RECORDS FOR THE TASK below:
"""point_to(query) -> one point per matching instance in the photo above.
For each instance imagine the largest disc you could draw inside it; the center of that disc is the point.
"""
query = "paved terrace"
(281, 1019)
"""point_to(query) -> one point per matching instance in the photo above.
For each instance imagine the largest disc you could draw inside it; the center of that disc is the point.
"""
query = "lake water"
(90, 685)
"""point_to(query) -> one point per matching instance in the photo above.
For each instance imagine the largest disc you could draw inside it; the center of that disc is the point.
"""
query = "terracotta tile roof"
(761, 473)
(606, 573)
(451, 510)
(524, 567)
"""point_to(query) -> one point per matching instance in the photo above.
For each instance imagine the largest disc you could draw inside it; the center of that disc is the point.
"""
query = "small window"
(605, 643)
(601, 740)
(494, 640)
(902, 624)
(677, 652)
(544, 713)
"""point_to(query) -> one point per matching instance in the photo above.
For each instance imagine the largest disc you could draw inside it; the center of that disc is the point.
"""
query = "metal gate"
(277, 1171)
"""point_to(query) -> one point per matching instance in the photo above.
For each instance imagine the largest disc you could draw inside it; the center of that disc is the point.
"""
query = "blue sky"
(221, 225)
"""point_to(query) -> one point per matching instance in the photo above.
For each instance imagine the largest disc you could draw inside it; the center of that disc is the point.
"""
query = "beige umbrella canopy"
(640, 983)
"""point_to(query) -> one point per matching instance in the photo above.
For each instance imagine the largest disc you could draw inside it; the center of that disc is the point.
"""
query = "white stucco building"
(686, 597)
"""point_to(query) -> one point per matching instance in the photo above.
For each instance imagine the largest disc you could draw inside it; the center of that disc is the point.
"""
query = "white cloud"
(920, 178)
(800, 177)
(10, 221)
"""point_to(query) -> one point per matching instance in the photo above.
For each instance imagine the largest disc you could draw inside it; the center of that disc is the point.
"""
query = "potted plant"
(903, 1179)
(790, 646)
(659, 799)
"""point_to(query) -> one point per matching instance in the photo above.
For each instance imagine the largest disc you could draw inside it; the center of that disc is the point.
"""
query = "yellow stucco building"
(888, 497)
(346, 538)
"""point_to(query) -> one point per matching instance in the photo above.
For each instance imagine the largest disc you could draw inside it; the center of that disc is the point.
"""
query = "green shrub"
End of RECORDS FOR THE TASK.
BRIEF: Write out each entry again, character for character.

WRITTEN ANSWER:
"""point_to(query) -> one point per matching instance in the photo above.
For each instance imagine the largest disc you could draw inside it; the center of that disc is the point.
"""
query = "paved terrace"
(281, 1019)
"""point_to(query) -> one point per matching instance in the photo above.
For each instance imagine the largest disc you could draw inside it; the center of that disc is the point.
"""
query = "lake water"
(90, 685)
"""point_to(query) -> one point per matching instance in the photo above.
For each instance imagine the largest disc you could draw inside it; the center of that disc is the point.
"""
query = "terracotta tile roof"
(761, 473)
(606, 573)
(451, 510)
(524, 567)
"""point_to(query) -> one point per matching instance in the photo above.
For each instance imagine the largest disc you could draw inside it; the center of that disc is the point.
"""
query = "small window"
(605, 643)
(601, 740)
(494, 640)
(902, 624)
(677, 652)
(544, 713)
"""point_to(query) -> one point per matching instance in the photo above.
For each instance imagine the largest disc you could draw inside it; the center of that disc is the point.
"""
query = "metal gate"
(277, 1171)
"""point_to(query) -> one point per matching instance in the photo above.
For each instance imagine the largest disc you could draw inside it; the center of that disc is the point.
"""
query = "blue sky"
(221, 225)
"""point_to(query) -> one point per matching instance in the photo above.
For each instance imagine the largest disc you could draw inside it; the center of that disc is the point.
"""
query = "beige umbrella canopy"
(640, 983)
"""point_to(query) -> one point per matching instance in the photo above.
For each instance imagine the largest disc you could draw inside it; the center of that disc is the point.
"""
query = "white stucco building"
(686, 597)
"""point_to(query) -> one point per matching instance in the photo above.
For each instance imagine the largest disc you could draw inside it; the center of that disc is the point.
"""
query = "white cloud"
(920, 178)
(800, 177)
(10, 221)
"""point_to(query) -> one point per matching instance in the photo above.
For each instance imagine the largest disc you could draw inside it; the center of that disc is the point.
"""
query = "potted plant"
(903, 1179)
(790, 646)
(659, 799)
"""point_to(query) -> one point per matching instance in the photo above.
For each instance imagine the largest disc you could draw inside it; the center of that disc is the point.
"""
query = "yellow stucco building"
(888, 497)
(346, 538)
"""point_to(query) -> one point per matching instance in the photo above.
For each instance imagine the largest disc you could draw inside it; the center of that disc is the point.
"""
query = "green shrub"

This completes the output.